--- begin Dataset records ---
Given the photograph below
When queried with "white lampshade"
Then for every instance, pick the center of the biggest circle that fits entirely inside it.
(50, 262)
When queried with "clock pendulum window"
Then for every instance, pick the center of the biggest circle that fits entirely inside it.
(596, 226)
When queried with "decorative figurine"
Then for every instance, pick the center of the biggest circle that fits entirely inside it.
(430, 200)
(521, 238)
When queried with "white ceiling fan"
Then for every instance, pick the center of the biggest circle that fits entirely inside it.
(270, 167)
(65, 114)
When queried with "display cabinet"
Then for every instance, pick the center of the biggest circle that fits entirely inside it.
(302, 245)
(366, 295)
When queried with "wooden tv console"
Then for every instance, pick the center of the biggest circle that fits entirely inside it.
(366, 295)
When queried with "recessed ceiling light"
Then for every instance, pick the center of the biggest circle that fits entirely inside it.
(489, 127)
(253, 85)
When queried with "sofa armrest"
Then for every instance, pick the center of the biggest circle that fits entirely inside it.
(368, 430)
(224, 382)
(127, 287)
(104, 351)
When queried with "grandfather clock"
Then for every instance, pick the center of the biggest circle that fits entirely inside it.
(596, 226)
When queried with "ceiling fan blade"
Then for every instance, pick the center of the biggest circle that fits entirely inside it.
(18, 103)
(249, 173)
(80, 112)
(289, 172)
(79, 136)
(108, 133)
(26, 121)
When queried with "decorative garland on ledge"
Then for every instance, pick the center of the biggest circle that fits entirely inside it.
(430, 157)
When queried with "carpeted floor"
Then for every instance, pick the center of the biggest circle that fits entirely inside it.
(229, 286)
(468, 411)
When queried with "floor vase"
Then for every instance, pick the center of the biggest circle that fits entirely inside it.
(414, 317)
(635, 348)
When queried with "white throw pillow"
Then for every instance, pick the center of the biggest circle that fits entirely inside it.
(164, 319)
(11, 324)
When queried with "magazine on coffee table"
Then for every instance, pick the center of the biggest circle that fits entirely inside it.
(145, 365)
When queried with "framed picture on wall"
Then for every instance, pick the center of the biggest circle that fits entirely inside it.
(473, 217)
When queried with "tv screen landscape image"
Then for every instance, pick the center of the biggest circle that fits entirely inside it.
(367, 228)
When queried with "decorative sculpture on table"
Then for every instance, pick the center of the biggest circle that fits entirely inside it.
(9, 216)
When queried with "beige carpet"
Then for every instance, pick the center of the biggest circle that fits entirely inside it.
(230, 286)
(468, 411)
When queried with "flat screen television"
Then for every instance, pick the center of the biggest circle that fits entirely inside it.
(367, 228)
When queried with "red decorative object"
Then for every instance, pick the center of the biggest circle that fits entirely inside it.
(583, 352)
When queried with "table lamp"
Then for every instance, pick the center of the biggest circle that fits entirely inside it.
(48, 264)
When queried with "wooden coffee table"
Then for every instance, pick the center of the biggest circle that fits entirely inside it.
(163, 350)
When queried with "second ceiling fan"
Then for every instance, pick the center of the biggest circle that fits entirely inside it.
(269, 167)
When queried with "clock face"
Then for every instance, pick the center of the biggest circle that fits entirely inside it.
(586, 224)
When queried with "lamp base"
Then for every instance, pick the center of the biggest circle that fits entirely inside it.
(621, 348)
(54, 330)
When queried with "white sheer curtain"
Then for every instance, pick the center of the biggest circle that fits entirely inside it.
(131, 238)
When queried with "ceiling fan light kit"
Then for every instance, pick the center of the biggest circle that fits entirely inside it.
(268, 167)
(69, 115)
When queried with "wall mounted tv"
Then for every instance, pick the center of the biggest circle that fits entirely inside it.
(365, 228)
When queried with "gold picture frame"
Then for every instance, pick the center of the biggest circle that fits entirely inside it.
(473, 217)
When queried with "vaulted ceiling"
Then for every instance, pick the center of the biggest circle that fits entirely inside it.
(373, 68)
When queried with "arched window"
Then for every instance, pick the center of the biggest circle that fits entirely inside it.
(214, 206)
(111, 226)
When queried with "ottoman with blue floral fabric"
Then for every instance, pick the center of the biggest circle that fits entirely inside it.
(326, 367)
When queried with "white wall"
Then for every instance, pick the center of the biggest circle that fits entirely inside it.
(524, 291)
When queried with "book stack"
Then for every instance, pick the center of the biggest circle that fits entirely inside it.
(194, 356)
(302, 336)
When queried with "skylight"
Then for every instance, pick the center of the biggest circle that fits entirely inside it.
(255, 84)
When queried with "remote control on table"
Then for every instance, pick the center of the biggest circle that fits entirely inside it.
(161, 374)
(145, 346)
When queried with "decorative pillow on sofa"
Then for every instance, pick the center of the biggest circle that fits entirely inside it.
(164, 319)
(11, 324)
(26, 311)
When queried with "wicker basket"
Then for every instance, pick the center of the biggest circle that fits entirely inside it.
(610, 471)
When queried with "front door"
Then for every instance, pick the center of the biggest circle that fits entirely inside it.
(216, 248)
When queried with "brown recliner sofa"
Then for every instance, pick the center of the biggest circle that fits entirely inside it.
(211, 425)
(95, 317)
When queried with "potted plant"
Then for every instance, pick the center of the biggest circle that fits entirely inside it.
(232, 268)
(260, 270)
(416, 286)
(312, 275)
--- end Dataset records ---
Brief.
Pick out every line in the rows above that contains the string "ceiling", and copy each one out in full.

Complete output.
When queried with "white ceiling fan"
When queried with "recessed ceiling light"
When queried with "ceiling fan blade"
When queried with "second ceiling fan"
When queried with "ceiling fan light kit"
When queried with "vaulted ceiling"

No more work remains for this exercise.